_TASK DETAILS_
Could you please retype the records exactly, minus their pictures?

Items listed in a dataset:
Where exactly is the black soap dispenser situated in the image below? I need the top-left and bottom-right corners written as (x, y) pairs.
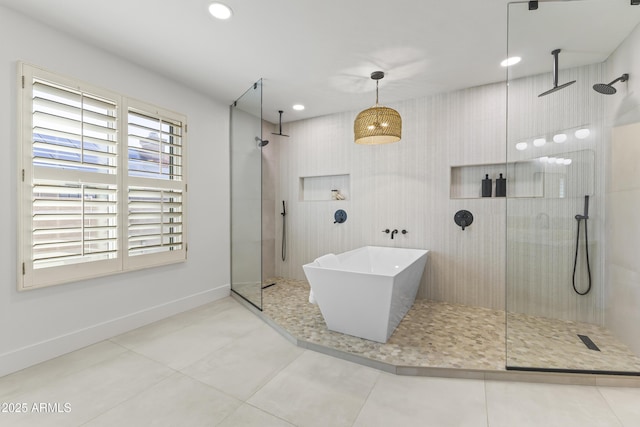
top-left (482, 174), bottom-right (492, 198)
top-left (495, 173), bottom-right (506, 197)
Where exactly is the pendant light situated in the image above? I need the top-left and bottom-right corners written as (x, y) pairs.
top-left (354, 71), bottom-right (402, 145)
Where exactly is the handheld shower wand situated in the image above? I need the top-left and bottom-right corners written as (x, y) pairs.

_WRITTEN RESPONSE_
Where exactly is the black soap dispenser situated in the image below? I need the top-left and bottom-right corners written as (x, y) pairs.
top-left (482, 174), bottom-right (492, 198)
top-left (495, 173), bottom-right (506, 197)
Where exactly is the pendant light situated in the image above? I need the top-left and bottom-right corners written as (x, y) pairs.
top-left (354, 71), bottom-right (402, 145)
Where exactly is the handheld shower wand situated in the image above? I need the top-left and bottom-right corners written as (x, y) pairs.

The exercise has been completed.